BEGIN Dataset entries
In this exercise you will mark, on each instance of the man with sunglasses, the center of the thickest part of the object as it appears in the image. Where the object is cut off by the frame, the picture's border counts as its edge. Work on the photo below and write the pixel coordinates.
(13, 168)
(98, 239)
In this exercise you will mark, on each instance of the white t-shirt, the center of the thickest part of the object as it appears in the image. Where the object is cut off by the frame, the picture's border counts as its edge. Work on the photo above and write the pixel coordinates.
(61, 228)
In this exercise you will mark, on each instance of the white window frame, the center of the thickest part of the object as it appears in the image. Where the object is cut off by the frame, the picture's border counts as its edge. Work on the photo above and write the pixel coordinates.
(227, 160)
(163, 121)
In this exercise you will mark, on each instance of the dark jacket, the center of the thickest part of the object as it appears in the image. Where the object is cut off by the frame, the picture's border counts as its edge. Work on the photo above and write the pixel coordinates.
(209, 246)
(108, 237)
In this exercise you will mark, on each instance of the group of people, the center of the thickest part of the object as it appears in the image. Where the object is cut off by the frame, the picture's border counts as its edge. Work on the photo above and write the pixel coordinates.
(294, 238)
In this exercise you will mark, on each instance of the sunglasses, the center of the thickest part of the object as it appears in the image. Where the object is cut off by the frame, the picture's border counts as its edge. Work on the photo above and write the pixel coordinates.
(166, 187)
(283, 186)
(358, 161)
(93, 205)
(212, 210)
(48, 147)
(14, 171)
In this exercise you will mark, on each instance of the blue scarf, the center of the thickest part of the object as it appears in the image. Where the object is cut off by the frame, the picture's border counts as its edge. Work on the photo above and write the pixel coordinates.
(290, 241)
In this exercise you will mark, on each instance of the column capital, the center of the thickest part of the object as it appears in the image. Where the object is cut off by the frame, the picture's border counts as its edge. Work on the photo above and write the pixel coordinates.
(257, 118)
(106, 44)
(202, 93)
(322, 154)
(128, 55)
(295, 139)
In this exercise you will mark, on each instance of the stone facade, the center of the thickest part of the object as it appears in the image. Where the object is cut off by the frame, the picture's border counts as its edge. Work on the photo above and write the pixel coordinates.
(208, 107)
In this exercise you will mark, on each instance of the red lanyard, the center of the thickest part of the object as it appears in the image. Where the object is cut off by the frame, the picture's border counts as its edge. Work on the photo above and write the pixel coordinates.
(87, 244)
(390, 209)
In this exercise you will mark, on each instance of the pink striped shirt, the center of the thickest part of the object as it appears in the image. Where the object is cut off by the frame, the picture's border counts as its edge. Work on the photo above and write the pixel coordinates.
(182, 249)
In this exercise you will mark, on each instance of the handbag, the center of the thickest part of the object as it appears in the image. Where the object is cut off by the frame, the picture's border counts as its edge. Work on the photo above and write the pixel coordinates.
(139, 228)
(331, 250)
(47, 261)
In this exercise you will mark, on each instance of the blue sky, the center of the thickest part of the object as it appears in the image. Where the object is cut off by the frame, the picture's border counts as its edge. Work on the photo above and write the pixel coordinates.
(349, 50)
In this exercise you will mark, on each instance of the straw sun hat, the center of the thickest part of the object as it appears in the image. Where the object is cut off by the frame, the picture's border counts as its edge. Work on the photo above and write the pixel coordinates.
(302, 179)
END Dataset entries
All records shown above are to be given again verbatim.

> Answer to this problem
In this exercise you will mark, on each instance of the man with sunglasses, the center of the thickest part of the object as it appears in the image. Where the object is cut off by the frame, the picture's border counts as its edge. Work on the photo below and write the pixel coordinates.
(13, 168)
(98, 239)
In this exercise you will mark, on each instance of the white t-shirt, the center of the thickest part of the object as it appears in the image. Where the object is cut off by the frame, the picture's border counts as its edge. Work on the photo above and write the pixel coordinates.
(61, 228)
In this exercise you will mark, on each instance of the white window frame, the center of the thickest part of the object as it appears in the image. Where the object is cut off by the frame, the picture's border counts as its edge. Work on the photo above and write the pixel coordinates.
(227, 160)
(163, 121)
In this exercise you will mark, on each instance of the dark jacket, the center of the thickest part of the object as it appears in the image. Where the object is cut off by the frame, the picture's border counts as its edge. Work on the photo above and write the pixel coordinates.
(209, 246)
(108, 237)
In this exercise you will mark, on each instance of the group of people, the center of the thickest part of the object as it appears in the image. Where the object is cut off by the frame, the picture's border counts as its edge. Work on the photo above and write the pixel coordinates.
(294, 238)
In this exercise you will mark, on each instance of the sunglasses, the center of the thickest part of the object as it appears in the image. Where the object is cut off by the frame, the picture's border counts as its edge. Work on the photo above and write the pixel coordinates.
(166, 187)
(283, 186)
(358, 161)
(93, 205)
(212, 210)
(48, 147)
(14, 171)
In this exercise you will mark, on each instance of the blue scarf, the center of the thickest part of the object as it appears in the image. Where the object is cut off by the frame, the picture's border counts as its edge. Work on the photo above and write the pixel coordinates.
(290, 241)
In this exercise you will mark, on each instance of the column capital, the center of the thickest part of the object as it appears in the image. Where the object is cut off by the frame, the picture's border counts as its edge. Work on the photo above and write the pixel coordinates.
(257, 118)
(106, 44)
(202, 93)
(322, 154)
(128, 55)
(295, 139)
In this exercise you will mark, on each instance of the stone facade, the center of the thickest part of the object as it appears in the image. Where the object is cut off by the frame, the picture's border counts as its edge. Work on the photo above and write the pixel coordinates.
(208, 107)
In this exercise you will mark, on each instance of the red lanyard, the center of the thickest part of the object as it appears in the image. Where the object is cut off by the frame, the picture's border counts as its edge. Work on the photo above and write the pixel coordinates.
(87, 244)
(390, 209)
In this exercise you will mark, on each instance of the pink striped shirt, the center of the thickest part of the object as it appears in the image. Where the object is cut off by the frame, the picture's border counts as its edge. Work on the photo above and write the pixel coordinates.
(182, 249)
In this exercise you will mark, on each instance of the handbag, the center of the thickest part of the object as it appears in the image. Where the object is cut off by the frame, the picture's border counts as its edge. Work on the photo above and write the pixel coordinates.
(139, 228)
(331, 250)
(47, 261)
In this exercise you will mark, on each instance of the blue sky, the center of the thickest part of the object as it appears in the image. Where the object is cut off by the frame, the picture's border counts as its edge. Work on the photo above and write the pixel coordinates.
(349, 50)
In this exercise you will mark, on each instance of the straw sun hat, the center of the thickest part of the object as it appears in the image. Where the object is cut off by the frame, the picture's border counts as its edge. Work on the photo above and write the pixel coordinates.
(302, 179)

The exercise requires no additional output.